Location identification items:
════════

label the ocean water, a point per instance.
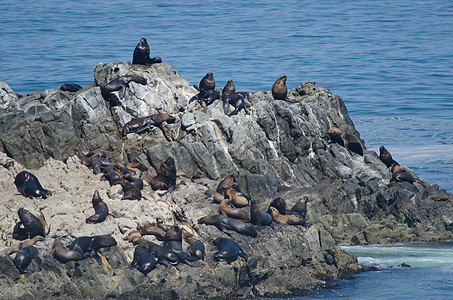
(390, 61)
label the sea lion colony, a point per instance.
(231, 216)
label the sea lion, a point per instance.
(280, 204)
(28, 185)
(226, 184)
(23, 259)
(130, 191)
(347, 140)
(89, 245)
(226, 210)
(257, 217)
(207, 90)
(400, 174)
(229, 250)
(101, 210)
(120, 84)
(229, 96)
(64, 255)
(286, 219)
(70, 87)
(222, 223)
(28, 227)
(386, 157)
(143, 260)
(238, 200)
(166, 176)
(138, 125)
(141, 54)
(217, 197)
(279, 89)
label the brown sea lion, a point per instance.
(138, 125)
(257, 217)
(141, 54)
(166, 176)
(279, 89)
(222, 223)
(28, 185)
(226, 210)
(101, 210)
(347, 140)
(386, 157)
(130, 191)
(229, 250)
(286, 219)
(62, 254)
(120, 84)
(70, 87)
(217, 197)
(28, 227)
(237, 200)
(226, 184)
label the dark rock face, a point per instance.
(273, 148)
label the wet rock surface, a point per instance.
(273, 148)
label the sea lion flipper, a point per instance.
(122, 91)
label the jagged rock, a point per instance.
(273, 148)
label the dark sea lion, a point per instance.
(257, 217)
(217, 197)
(143, 260)
(166, 176)
(28, 227)
(28, 185)
(222, 223)
(130, 191)
(141, 54)
(347, 140)
(229, 96)
(70, 87)
(163, 254)
(229, 250)
(226, 210)
(120, 84)
(386, 157)
(138, 125)
(64, 255)
(23, 259)
(89, 245)
(280, 204)
(101, 210)
(236, 199)
(300, 207)
(226, 184)
(286, 219)
(279, 89)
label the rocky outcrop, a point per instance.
(273, 148)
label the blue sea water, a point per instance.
(390, 61)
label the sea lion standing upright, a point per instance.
(141, 54)
(279, 89)
(101, 210)
(166, 176)
(120, 84)
(28, 185)
(23, 259)
(386, 157)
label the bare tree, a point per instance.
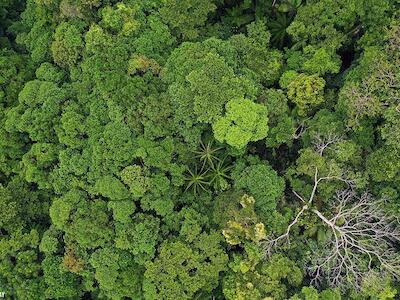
(363, 236)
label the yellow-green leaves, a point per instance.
(244, 121)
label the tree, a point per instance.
(362, 235)
(181, 270)
(186, 16)
(241, 123)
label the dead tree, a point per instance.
(363, 236)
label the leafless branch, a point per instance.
(363, 236)
(271, 242)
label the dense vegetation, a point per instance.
(200, 149)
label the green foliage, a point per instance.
(156, 149)
(241, 123)
(180, 270)
(67, 44)
(186, 16)
(306, 91)
(262, 182)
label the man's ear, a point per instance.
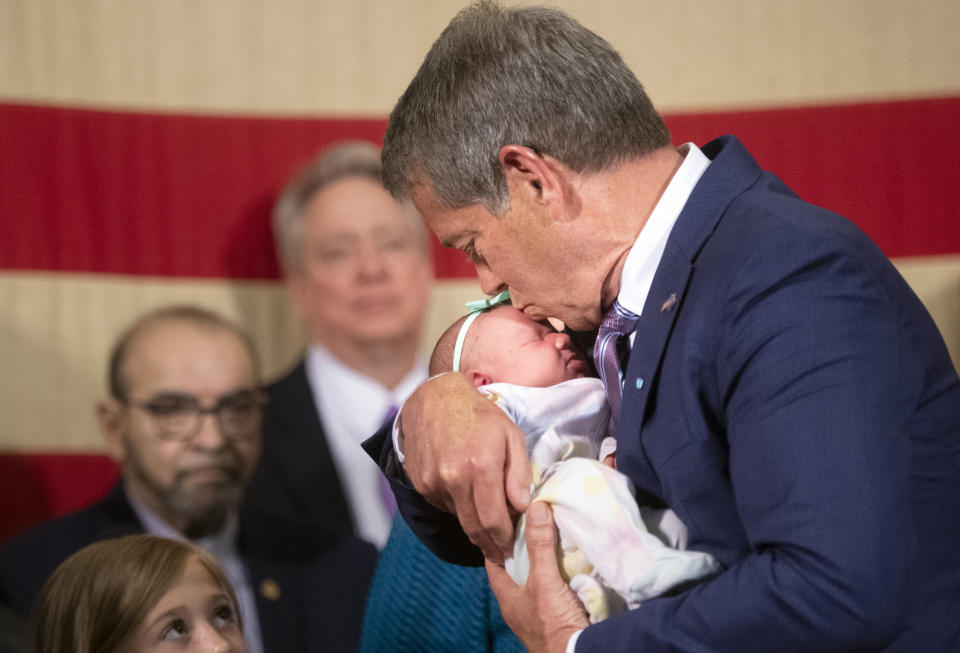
(112, 417)
(478, 378)
(542, 179)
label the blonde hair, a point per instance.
(98, 596)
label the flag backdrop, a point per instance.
(142, 144)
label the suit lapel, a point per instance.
(296, 410)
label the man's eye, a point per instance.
(170, 408)
(174, 631)
(471, 251)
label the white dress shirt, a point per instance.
(223, 547)
(352, 407)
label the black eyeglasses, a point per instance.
(179, 416)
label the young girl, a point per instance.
(140, 594)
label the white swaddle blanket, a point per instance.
(614, 554)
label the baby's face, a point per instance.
(509, 347)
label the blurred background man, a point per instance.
(183, 421)
(358, 275)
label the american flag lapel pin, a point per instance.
(669, 304)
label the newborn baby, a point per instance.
(614, 554)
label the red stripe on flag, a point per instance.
(190, 196)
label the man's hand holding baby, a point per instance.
(467, 457)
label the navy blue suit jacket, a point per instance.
(319, 607)
(796, 406)
(296, 488)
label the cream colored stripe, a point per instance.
(355, 57)
(56, 331)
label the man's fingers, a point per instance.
(492, 508)
(465, 507)
(541, 536)
(500, 582)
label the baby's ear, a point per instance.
(478, 378)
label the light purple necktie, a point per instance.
(617, 323)
(386, 493)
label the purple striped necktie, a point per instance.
(386, 492)
(617, 323)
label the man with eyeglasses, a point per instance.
(183, 420)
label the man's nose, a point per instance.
(210, 436)
(490, 283)
(372, 262)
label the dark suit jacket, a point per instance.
(319, 608)
(797, 408)
(296, 485)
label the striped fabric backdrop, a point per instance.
(142, 144)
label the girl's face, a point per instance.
(194, 615)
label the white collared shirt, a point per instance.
(352, 407)
(644, 257)
(223, 547)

════════

▸ Stated goal
Reproduce every entry word for word, but omit the pictures.

▸ Solution
label the ocean water, a point per instance.
(390, 61)
label the sea lion colony, a point per instance.
(231, 216)
label the sea lion, a point per instance.
(280, 204)
(28, 185)
(226, 184)
(23, 259)
(130, 191)
(347, 140)
(89, 245)
(226, 210)
(257, 217)
(207, 90)
(400, 174)
(229, 250)
(101, 210)
(120, 84)
(229, 96)
(64, 255)
(286, 219)
(70, 87)
(222, 223)
(28, 227)
(386, 157)
(143, 260)
(238, 200)
(166, 176)
(138, 125)
(141, 54)
(217, 197)
(279, 89)
label the brown sea lion, a point per instance.
(138, 125)
(257, 217)
(141, 54)
(166, 176)
(279, 89)
(222, 223)
(28, 185)
(226, 210)
(101, 210)
(347, 140)
(386, 157)
(130, 191)
(229, 250)
(286, 219)
(62, 254)
(120, 84)
(70, 87)
(217, 197)
(28, 227)
(237, 200)
(226, 184)
label the dark rock face, a point per instance.
(273, 148)
label the wet rock surface, a point per instance.
(273, 148)
label the sea lion flipper, a point per instance.
(122, 91)
label the jagged rock, a point per instance.
(273, 148)
label the dark sea lion, a point per instance.
(257, 217)
(217, 197)
(143, 260)
(166, 176)
(28, 227)
(28, 185)
(222, 223)
(130, 191)
(141, 54)
(347, 140)
(229, 96)
(70, 87)
(163, 254)
(229, 250)
(226, 210)
(120, 84)
(386, 157)
(138, 125)
(64, 255)
(23, 259)
(89, 245)
(280, 204)
(101, 210)
(236, 199)
(300, 207)
(226, 184)
(286, 219)
(279, 89)
label the rocky outcrop, a point per instance.
(273, 148)
label the blue sea water, a point per instance.
(390, 61)
label the sea lion standing upright, a point per instance.
(141, 54)
(279, 89)
(101, 210)
(166, 176)
(120, 84)
(28, 185)
(23, 259)
(386, 157)
label the bare tree, a point per instance.
(363, 236)
label the yellow-green leaves, a point per instance.
(244, 121)
label the tree, a point per instance.
(362, 235)
(181, 270)
(186, 16)
(241, 123)
label the dead tree, a point per instance.
(363, 236)
label the leafless branch, a point per instance.
(363, 236)
(271, 242)
label the dense vegetation, a point per instance.
(200, 149)
label the green foliage, a point per instance.
(156, 149)
(241, 123)
(180, 270)
(67, 44)
(186, 16)
(306, 91)
(262, 182)
label the man's ear, a point per instance.
(112, 417)
(478, 378)
(542, 179)
label the blonde hair, a point per instance.
(98, 596)
label the flag backdrop, a point per instance.
(142, 144)
label the suit lapel, a point per instance.
(296, 410)
label the man's eye, a point per instance.
(170, 408)
(174, 631)
(471, 251)
label the white dress shirt, a point per instance.
(223, 547)
(352, 407)
label the black eyeglasses, a point per instance.
(179, 416)
label the young girl, a point per instance.
(140, 594)
label the white swaddle blanket, a point per instance.
(614, 554)
label the baby's face, a point per instance.
(509, 347)
label the blurred background man, a point per instance.
(183, 421)
(358, 275)
label the american flag lapel pin, a point per instance.
(669, 304)
label the newborn baby, a point per instance.
(614, 554)
label the red stripe on flag, a point per instance.
(190, 196)
label the man's hand holding baby, a point per instance.
(467, 457)
label the navy blue suit jacket, a point per instance.
(319, 607)
(796, 406)
(296, 488)
label the cream colored stripe, a point per instance.
(355, 57)
(56, 331)
label the man's fingers, a point per instance.
(492, 508)
(465, 507)
(541, 536)
(500, 582)
label the baby's ear, a point per instance.
(478, 378)
label the light purple necktie, a point per instance.
(617, 323)
(386, 493)
label the purple striped necktie, a point per instance.
(386, 492)
(617, 323)
label the man with eyeglasses, a point per instance.
(183, 420)
label the man's nose, a point per instance.
(210, 436)
(490, 283)
(372, 262)
label the dark suit jacket, a point per instance.
(319, 608)
(797, 408)
(296, 485)
label the striped fabric backdrop, a point per instance.
(142, 144)
label the girl's face, a point per instance.
(194, 615)
label the white collared shirt, a point per instance.
(352, 407)
(644, 257)
(223, 547)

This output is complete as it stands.